───── Data for this exercise ─────
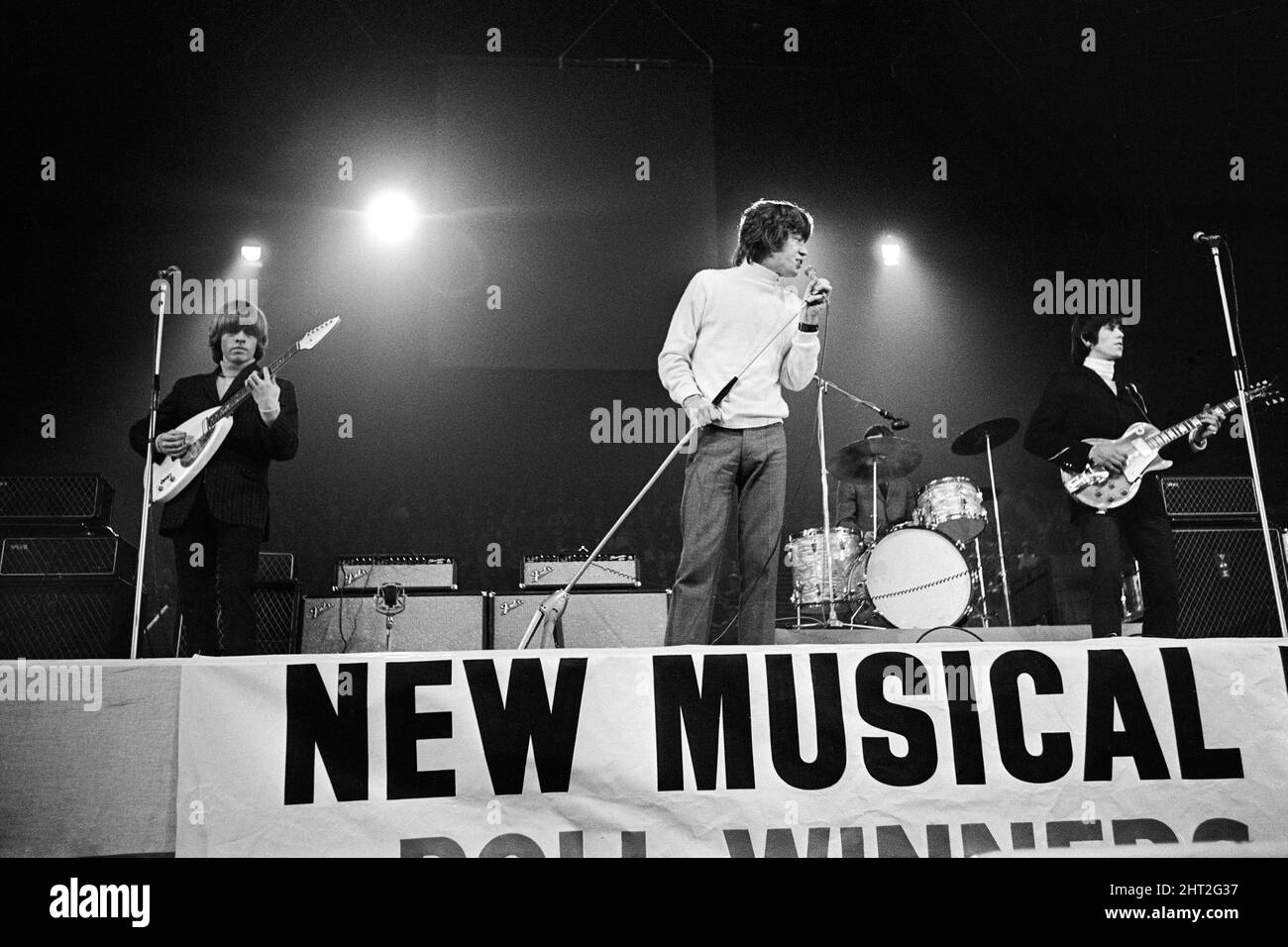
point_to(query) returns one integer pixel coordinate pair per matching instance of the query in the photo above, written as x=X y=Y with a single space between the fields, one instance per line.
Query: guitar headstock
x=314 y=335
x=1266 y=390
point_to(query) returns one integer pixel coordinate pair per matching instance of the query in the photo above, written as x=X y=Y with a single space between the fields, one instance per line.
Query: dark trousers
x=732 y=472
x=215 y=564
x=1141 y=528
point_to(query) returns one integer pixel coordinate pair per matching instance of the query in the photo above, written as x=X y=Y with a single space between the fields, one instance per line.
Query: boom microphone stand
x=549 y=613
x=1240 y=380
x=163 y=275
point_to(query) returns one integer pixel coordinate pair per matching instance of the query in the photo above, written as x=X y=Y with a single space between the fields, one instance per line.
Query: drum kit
─────
→ **To do**
Write out all of the lines above word for word, from the first to the last, and leave the picture out.

→ **Full output**
point_to(query) returns one integer pixel coordinate pair per matching instance of the query in the photo above, written as x=X y=Y with a single space between the fields, one instance per line.
Query: guitar headstock
x=314 y=335
x=1266 y=390
point_to(query) returns one integer pixel coordinate pair per matching instance of the query in the photo above, written as x=X y=Y with a single space between the fields, one instance per line.
Query: dark trousers
x=732 y=472
x=215 y=564
x=1141 y=528
point_to(query) returns one integer pixel coordinate pair per matching instance of the query in the photo above, written as x=X y=Y with a single space between the fields, one instance per line.
Query: boom microphone stand
x=549 y=613
x=1240 y=380
x=163 y=275
point_to(query) returns one integer pixel coordinate pair per matching instance of the query in the photo above, written as x=X y=Y with a single space between the fields, one instance per line.
Query: drum kit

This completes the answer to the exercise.